_Challenge a:_ Please put lines from the entries below into a JSON list of strings, one string per line and no blank lines. Begin at the line that contains "Report one point per instance of the white sock" and stop after the line that contains "[[179, 145]]".

═════ Supplied passage

Monday, September 20, 2010

at this point in my life.

I've been home for five, almost six months. I already wrote the "goodbye" post. So what brings me here? Why do I feel the need to leave one last blog entry?

The reality of Italy didn't complete hit me until I set foot on Goucher's campus in late August. I didn't really experience intense culture-shock returning to the U.S. and I had one of the most rewarding summers working at camp yet. Even in July, when people would ask me, "How was Italy?" and expect stories to flow effortlessly out of my mouth, I had no idea what to tell them. "It was great!" was probably my answer 95 percent of the time. If you caught me on a good day, you might have gotten a quick anecdote about the Scot who called me "Big Rouge" in Rome (yes, this really happened). I honestly had no idea how to describe those three wonderful, fleeting months of my life.

And now I'm here. Back in the place that let me know Accademia dell'Arte actually exists. We're currently on week four of classes, and I have very few complaints. Reconnecting with people I haven't seen since fall semester, or in some cases sophomore year, has been fun to say the least and all my classes are going smoothly. I will also say there have definitely been moments I've wished I were eating lunch on the grass outside the Villa with Claire playing guitar (I know, so cliché) or laughing histerically about some ridiculous thing Mitsuru made us do during Butoh week or even dancing with sweaters. I miss having Tuscany at my finger tips (who wouldn't?). But still, I'm glad I came back to Goucher and went to Italy when I did.

══════════
═════ Records for this exercise

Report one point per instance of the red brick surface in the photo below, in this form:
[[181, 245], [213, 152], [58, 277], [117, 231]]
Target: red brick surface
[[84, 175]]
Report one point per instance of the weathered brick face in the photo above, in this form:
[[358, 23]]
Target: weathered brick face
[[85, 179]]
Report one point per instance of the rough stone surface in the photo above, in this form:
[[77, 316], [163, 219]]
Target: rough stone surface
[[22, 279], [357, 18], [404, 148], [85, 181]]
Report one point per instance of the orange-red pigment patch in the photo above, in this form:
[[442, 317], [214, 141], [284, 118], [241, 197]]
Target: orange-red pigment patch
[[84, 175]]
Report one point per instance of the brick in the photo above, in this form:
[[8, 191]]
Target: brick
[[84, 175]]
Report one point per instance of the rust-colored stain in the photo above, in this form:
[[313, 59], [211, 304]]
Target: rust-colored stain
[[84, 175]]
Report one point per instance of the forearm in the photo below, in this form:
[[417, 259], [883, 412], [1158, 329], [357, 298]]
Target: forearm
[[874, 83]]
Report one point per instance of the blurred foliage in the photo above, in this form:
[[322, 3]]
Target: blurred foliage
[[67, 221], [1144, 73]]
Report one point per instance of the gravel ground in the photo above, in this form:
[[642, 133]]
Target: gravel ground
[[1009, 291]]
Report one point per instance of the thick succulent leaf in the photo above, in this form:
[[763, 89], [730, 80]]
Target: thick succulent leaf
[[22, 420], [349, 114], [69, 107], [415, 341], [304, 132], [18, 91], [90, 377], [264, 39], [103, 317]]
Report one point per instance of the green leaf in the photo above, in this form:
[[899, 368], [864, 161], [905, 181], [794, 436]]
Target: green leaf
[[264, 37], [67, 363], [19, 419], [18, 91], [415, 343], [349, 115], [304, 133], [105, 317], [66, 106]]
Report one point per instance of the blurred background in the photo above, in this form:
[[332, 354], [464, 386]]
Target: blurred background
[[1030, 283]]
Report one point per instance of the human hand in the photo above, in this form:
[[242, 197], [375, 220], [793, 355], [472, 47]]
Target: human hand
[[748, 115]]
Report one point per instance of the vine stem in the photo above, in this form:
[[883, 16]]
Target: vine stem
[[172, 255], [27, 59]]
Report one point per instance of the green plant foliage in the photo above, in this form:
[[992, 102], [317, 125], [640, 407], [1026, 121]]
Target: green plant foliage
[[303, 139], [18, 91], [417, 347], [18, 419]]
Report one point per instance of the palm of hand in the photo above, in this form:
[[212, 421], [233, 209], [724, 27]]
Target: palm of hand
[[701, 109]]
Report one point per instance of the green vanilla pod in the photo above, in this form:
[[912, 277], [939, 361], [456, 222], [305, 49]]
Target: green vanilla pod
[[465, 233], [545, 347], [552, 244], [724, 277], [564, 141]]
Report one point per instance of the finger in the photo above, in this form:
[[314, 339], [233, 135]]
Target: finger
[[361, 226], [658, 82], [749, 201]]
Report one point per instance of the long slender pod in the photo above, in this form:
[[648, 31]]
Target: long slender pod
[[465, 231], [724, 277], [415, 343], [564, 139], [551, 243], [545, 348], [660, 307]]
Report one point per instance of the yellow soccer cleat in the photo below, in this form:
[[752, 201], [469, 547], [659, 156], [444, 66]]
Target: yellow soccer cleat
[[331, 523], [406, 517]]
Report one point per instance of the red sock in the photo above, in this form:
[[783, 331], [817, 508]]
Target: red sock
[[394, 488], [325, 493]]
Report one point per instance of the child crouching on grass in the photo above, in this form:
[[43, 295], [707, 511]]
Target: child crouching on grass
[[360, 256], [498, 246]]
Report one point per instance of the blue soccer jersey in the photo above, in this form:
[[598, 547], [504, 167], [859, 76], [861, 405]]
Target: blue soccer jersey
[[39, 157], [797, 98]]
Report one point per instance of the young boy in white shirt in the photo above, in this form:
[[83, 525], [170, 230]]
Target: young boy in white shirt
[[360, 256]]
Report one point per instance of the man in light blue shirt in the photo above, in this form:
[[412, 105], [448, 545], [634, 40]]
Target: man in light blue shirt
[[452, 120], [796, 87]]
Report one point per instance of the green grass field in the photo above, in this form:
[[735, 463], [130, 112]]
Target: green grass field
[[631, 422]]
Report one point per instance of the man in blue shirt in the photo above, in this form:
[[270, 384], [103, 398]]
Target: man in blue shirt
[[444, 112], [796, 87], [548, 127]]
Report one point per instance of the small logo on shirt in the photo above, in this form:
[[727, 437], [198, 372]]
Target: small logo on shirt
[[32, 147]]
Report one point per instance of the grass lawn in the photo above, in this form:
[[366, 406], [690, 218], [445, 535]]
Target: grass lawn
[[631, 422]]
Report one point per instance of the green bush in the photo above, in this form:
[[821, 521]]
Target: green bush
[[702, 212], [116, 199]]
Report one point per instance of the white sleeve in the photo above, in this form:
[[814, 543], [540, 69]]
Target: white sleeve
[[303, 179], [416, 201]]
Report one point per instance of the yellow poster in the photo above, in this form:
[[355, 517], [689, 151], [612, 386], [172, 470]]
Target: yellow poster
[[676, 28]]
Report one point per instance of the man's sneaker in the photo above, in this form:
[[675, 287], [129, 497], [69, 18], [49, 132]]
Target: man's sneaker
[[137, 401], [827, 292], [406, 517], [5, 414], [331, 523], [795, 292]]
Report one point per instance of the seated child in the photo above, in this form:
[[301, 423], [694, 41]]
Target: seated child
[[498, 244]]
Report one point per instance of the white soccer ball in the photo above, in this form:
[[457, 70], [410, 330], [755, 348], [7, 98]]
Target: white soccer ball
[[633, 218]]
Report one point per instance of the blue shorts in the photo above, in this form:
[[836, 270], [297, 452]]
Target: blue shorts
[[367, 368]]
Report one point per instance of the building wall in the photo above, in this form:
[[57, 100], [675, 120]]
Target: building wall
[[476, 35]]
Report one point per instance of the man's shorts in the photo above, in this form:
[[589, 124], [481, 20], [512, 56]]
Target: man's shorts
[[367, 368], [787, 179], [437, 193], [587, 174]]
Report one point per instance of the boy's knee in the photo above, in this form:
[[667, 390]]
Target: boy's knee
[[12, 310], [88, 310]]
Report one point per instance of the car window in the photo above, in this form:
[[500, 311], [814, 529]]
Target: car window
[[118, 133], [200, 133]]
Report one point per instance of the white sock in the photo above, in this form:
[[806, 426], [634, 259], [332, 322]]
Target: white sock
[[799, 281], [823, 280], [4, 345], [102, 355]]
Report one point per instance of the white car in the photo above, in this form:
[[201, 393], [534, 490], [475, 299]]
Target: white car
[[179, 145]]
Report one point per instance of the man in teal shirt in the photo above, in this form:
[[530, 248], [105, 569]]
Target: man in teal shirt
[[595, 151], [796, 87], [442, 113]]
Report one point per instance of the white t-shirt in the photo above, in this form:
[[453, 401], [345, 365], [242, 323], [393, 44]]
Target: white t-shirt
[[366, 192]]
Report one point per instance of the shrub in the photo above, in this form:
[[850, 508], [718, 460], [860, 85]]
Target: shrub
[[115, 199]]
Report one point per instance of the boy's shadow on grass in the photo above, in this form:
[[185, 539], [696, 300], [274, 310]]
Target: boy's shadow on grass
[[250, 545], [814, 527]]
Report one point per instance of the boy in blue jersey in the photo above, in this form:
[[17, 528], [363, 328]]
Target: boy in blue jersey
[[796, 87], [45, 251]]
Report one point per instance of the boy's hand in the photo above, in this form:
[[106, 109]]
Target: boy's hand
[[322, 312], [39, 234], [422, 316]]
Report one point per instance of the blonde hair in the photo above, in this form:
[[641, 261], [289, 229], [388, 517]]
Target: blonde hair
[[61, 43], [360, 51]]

══════════

_Challenge b:_ Output a passage of the blog post word for word, beginning at the words "Monday, September 20, 2010" and stopping after the words "last blog entry?".

_Full answer a:_
[
  "Report one point per instance of the white sock in the photo above, in this form:",
  "[[806, 426], [634, 259], [332, 322]]",
  "Target: white sock",
  "[[799, 281], [823, 280], [4, 345], [102, 355]]",
  "Report one point per instance of the white car in the photo above, in this form:",
  "[[201, 393], [534, 490], [475, 299]]",
  "Target: white car",
  "[[179, 145]]"
]

_Full answer b:_
Monday, September 20, 2010

at this point in my life.

I've been home for five, almost six months. I already wrote the "goodbye" post. So what brings me here? Why do I feel the need to leave one last blog entry?